--- start Given text ---

1. Introduction

File sharing is a common way for collaboration between hosts in a network. Also, it’s efficient because servers don’t have to be in the exact location to share storage.

In this tutorial, we’ll explore the SSHFS protocol and compare it to other network file systems.

2. What Is SSHFS?

The Secure SHell FileSystem or SSHFS establishes a connection using SFTP (Secure Shell File Transfer Protocol) to operate on files in a remote filesystem. This means we can interact with files on a different machine because they are served over an SSH connection on our local device.

SSHFS uses a FUSE implementation. FUSE stands for Filesystem in USErspace. It’s a software interface that allows users with limited privileges to create their filesystems without amending the kernel code. By using SFTP, we are sure that the transfer of files from a remote machine to a local machine is secure.

This is because SFTP encrypts the data in the stream. Additionally, SFTP uses host keys to verify a host’s identity.

2.1. SSHFS on Enterprise Systems

Most enterprise systems don’t provide support for the SSHFS package. When we try to install the SSHFS binary package, we’ll get an error message saying there’s no such package.

If we wish to use SSHFS in such systems, we should download the SSHFS binary from an EPEL repository. EPEL, which stands for Extra Packages for Enterprise Linux, is a special interest group (SIG) that provides additional packages for Linux distributions such as RHEL, CentOS, etc.

--- end Given text ---
--- start Data provided ---

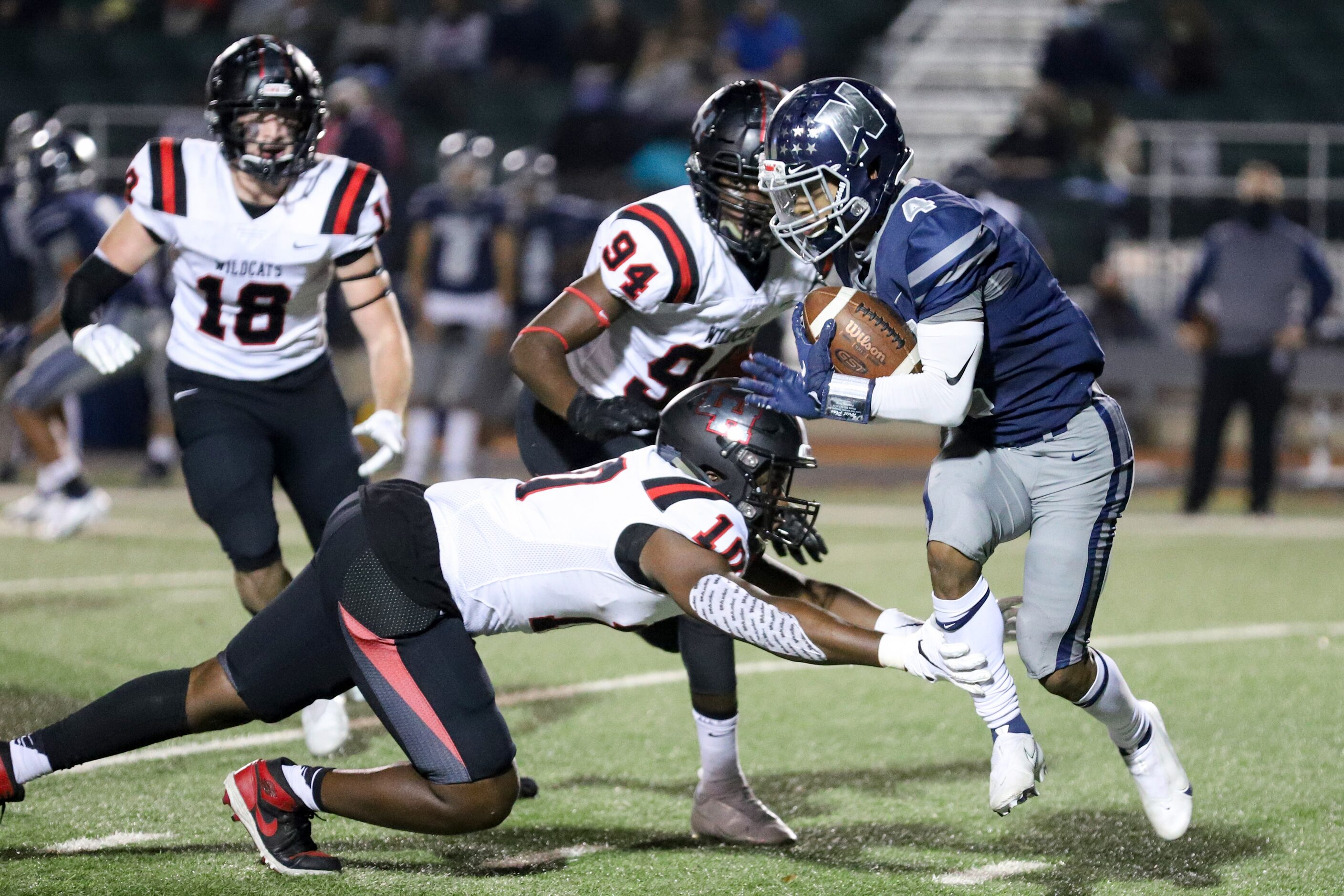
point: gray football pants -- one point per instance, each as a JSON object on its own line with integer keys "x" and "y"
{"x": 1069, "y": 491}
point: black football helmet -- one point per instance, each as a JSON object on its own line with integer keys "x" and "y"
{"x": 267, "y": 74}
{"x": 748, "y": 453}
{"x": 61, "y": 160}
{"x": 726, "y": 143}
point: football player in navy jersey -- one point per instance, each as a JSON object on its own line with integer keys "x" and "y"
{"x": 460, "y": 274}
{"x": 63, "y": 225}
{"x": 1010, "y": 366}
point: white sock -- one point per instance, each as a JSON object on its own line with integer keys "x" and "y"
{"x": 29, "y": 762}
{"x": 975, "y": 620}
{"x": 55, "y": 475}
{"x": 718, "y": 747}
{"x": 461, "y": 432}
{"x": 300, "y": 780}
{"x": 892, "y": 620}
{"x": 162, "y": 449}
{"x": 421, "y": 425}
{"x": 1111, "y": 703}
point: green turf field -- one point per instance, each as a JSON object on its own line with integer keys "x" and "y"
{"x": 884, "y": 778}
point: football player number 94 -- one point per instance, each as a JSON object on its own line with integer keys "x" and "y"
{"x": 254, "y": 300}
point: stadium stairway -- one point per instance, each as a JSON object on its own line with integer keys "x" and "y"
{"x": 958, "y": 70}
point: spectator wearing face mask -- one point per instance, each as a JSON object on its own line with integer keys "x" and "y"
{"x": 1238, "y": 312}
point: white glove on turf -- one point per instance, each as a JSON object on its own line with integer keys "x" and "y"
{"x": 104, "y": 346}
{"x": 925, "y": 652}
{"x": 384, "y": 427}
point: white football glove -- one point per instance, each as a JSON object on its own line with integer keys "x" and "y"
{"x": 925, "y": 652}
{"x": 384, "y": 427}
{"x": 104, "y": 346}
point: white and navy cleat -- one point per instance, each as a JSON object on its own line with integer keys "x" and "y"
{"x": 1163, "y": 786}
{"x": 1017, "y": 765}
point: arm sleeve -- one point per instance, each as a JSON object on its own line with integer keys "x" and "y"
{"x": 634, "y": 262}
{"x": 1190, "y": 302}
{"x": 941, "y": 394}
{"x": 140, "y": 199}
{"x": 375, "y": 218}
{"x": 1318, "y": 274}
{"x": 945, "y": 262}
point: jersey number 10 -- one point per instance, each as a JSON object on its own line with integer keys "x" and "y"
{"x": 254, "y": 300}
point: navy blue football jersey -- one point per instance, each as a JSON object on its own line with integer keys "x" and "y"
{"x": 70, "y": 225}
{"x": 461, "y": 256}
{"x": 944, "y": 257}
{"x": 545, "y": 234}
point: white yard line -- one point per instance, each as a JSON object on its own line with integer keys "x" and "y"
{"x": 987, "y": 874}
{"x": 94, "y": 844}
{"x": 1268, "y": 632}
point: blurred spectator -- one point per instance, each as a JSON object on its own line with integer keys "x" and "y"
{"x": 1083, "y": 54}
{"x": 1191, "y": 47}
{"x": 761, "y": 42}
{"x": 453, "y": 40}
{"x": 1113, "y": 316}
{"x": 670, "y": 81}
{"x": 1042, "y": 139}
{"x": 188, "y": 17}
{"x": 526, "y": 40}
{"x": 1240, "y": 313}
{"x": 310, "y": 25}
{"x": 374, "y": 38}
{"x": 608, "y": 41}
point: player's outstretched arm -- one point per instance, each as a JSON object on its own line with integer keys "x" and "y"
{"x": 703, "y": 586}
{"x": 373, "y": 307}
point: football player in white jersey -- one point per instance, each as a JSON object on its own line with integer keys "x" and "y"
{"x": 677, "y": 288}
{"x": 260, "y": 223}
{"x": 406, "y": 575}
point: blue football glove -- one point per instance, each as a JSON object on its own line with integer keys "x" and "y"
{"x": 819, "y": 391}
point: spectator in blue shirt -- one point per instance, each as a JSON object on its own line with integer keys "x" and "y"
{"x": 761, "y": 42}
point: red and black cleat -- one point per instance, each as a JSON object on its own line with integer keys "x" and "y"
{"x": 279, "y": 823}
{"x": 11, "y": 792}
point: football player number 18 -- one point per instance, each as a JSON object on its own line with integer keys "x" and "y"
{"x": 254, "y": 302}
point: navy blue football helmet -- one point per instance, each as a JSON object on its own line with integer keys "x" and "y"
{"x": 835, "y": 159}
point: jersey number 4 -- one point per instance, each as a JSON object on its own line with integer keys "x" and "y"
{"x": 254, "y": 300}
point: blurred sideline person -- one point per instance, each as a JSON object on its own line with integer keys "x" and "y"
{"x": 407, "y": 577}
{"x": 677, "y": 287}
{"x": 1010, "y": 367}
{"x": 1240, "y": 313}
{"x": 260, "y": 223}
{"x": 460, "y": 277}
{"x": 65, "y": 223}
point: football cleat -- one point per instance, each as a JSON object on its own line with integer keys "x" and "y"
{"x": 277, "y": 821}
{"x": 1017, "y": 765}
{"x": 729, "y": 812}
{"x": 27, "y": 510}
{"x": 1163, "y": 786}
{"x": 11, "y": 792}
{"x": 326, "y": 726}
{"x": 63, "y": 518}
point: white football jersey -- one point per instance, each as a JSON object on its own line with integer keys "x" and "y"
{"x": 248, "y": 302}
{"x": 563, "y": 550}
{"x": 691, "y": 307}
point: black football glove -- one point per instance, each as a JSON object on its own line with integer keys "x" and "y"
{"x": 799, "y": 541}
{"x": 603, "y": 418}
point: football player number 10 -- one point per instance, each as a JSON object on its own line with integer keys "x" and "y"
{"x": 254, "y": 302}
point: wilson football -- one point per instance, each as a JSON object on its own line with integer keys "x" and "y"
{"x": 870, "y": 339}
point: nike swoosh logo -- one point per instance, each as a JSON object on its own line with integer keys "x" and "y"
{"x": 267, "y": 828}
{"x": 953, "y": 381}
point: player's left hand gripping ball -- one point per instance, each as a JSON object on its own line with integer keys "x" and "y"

--- end Data provided ---

Actions to take:
1. Reproduce verbatim the portion of the SSHFS tutorial that begins at the words "Most enterprise systems" and ends after the words "RHEL, CentOS, etc.".
2. Present the lines of the records from the line containing "point: black football glove" through the end of the records as a Markdown table with the columns Row and Entry, omitting any blank lines.

Worked answers:
1.
Most enterprise systems don’t provide support for the SSHFS package. When we try to install the SSHFS binary package, we’ll get an error message saying there’s no such package.

If we wish to use SSHFS in such systems, we should download the SSHFS binary from an EPEL repository. EPEL, which stands for Extra Packages for Enterprise Linux, is a special interest group (SIG) that provides additional packages for Linux distributions such as RHEL, CentOS, etc.

2.
| Row | Entry |
|---|---|
| 1 | point: black football glove -- one point per instance, each as a JSON object on its own line with integer keys "x" and "y" |
| 2 | {"x": 799, "y": 541} |
| 3 | {"x": 603, "y": 418} |
| 4 | point: football player number 10 -- one point per instance, each as a JSON object on its own line with integer keys "x" and "y" |
| 5 | {"x": 254, "y": 302} |
| 6 | point: wilson football -- one point per instance, each as a JSON object on its own line with integer keys "x" and "y" |
| 7 | {"x": 870, "y": 339} |
| 8 | point: nike swoosh logo -- one point per instance, each as a JSON object on its own line with integer keys "x" and "y" |
| 9 | {"x": 267, "y": 828} |
| 10 | {"x": 953, "y": 381} |
| 11 | point: player's left hand gripping ball -- one point per instance, each as a JSON object on its own line with integer keys "x" and "y" |